* [Text provided]:

------------------------

All of lore.kernel.org
 help / color / mirror / Atom feed
From: Wen Congyang <wency@cn.fujitsu.com>
To: xen devel <xen-devel@lists.xen.org>,
	Konrad Rzeszutek Wilk <konrad.wilk@oracle.com>,
	Andrew Cooper <andrew.cooper3@citrix.com>,
	Ian Campbell <ian.campbell@citrix.com>,
	Ian Jackson <ian.jackson@eu.citrix.com>,
	Wei Liu <wei.liu2@citrix.com>
Cc: Lars Kurth <lars.kurth@citrix.com>,
	Changlong Xie <xiecl.fnst@cn.fujitsu.com>,
	Ian Campbell <Ian.Campbell@citrix.com>,
	Wen Congyang <wency@cn.fujitsu.com>,
	Gui Jianfeng <guijianfeng@cn.fujitsu.com>,
	Jiang Yunhong <yunhong.jiang@intel.com>,
	Dong Eddie <eddie.dong@intel.com>,
	Shriram Rajagopalan <rshriram@cs.ubc.ca>,
	Ian Jackson <Ian.Jackson@eu.citrix.com>,
	Yang Hongyang <hongyang.yang@easystack.cn>
Subject: [PATCH v7 12/18] tools/libx{l, c}: add back channel to libxc
Date: Fri, 29 Jan 2016 13:27:28 +0800	[thread overview]
Message-ID: <1454045254-3711-13-git-send-email-wency@cn.fujitsu.com> (raw)
In-Reply-To: <1454045254-3711-1-git-send-email-wency@cn.fujitsu.com>

In COLO mode, both VMs are running, and are considered in sync if the
visible network traffic is identical.  After some time, they fall out of
sync.

At this point, the two VMs have definitely diverged.  Lets call the
primary dirty bitmap set A, while the secondary dirty bitmap set B.

Sets A and B are different.

Under normal migration, the page data for set A will be sent from the
primary to the secondary.

------------------------

* [Written exercise A]:
Return, unchanged, the lines of the records from the line with "Locate every instance of the white wind" through the final line of the records.

* [Records supplied]:
------------------------

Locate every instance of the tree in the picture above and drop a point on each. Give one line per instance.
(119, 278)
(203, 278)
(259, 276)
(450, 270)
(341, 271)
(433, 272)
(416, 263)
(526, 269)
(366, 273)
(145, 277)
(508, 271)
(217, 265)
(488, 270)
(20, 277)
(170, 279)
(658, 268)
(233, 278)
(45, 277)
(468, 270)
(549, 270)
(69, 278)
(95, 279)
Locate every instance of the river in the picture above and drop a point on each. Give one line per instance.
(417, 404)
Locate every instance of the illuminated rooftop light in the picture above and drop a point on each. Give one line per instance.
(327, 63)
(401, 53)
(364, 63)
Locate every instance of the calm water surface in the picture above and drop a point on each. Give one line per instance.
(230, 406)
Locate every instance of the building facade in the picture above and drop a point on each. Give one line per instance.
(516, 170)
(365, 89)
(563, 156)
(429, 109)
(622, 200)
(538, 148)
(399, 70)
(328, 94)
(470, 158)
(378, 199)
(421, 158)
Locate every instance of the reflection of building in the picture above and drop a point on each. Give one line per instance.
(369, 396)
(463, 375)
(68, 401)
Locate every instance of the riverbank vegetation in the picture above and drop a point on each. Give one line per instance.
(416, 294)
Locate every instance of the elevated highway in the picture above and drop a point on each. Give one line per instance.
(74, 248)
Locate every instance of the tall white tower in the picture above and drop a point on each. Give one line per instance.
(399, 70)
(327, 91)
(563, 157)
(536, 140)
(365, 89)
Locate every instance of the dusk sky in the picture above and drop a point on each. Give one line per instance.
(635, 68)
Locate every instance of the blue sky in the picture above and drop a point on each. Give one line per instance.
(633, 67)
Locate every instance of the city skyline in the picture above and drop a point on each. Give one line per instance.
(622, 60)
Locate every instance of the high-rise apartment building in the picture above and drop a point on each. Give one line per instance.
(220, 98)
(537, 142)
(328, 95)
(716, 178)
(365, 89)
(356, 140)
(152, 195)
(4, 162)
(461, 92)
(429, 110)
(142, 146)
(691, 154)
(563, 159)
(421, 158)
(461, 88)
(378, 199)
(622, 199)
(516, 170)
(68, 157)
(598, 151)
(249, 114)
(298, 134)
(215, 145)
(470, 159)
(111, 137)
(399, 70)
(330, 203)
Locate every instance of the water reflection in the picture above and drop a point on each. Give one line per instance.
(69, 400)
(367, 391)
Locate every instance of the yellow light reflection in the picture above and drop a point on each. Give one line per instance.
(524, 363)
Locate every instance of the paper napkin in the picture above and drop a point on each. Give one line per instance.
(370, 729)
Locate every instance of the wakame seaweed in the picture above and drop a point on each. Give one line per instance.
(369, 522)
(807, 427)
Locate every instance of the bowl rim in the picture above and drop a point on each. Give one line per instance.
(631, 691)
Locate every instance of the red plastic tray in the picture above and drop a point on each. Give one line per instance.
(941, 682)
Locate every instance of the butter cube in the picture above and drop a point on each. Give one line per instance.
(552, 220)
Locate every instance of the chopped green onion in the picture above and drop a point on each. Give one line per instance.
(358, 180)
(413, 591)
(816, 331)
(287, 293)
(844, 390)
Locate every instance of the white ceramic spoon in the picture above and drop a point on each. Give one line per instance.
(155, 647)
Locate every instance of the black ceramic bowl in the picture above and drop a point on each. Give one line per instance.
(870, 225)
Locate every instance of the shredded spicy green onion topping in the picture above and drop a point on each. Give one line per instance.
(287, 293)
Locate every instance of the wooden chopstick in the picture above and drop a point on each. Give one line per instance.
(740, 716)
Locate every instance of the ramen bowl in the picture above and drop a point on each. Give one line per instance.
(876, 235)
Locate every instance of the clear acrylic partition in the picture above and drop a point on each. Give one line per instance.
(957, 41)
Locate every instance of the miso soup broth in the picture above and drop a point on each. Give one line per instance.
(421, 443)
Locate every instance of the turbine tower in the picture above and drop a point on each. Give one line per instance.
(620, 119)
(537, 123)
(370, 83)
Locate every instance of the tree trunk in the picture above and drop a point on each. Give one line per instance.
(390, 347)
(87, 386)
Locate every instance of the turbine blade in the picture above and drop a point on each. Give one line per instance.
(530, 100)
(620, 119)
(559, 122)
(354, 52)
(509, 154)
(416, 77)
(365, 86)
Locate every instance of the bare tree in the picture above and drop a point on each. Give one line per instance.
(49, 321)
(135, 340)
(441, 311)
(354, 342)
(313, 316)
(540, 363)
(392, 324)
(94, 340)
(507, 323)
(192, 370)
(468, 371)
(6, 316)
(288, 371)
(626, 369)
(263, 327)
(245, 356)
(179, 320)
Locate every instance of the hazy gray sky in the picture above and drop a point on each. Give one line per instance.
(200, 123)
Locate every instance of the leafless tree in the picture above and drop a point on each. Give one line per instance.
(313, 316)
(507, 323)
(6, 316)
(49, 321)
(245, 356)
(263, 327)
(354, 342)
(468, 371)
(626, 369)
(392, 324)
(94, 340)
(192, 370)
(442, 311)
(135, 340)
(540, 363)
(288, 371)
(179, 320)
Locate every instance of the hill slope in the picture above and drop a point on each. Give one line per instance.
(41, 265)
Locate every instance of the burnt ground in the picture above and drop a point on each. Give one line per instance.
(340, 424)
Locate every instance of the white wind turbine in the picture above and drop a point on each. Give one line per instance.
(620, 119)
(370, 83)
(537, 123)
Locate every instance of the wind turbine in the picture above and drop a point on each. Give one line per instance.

------------------------

* [Written exercise B]:
According to the patch email, when are the two VMs in COLO mode considered in sync?

* [Answer A]:
Locate every instance of the white wind turbine in the picture above and drop a point on each. Give one line per instance.
(620, 119)
(370, 83)
(537, 123)
Locate every instance of the wind turbine in the picture above and drop a point on each. Give one line per instance.

* [Answer B]:
When their visible network traffic is identical.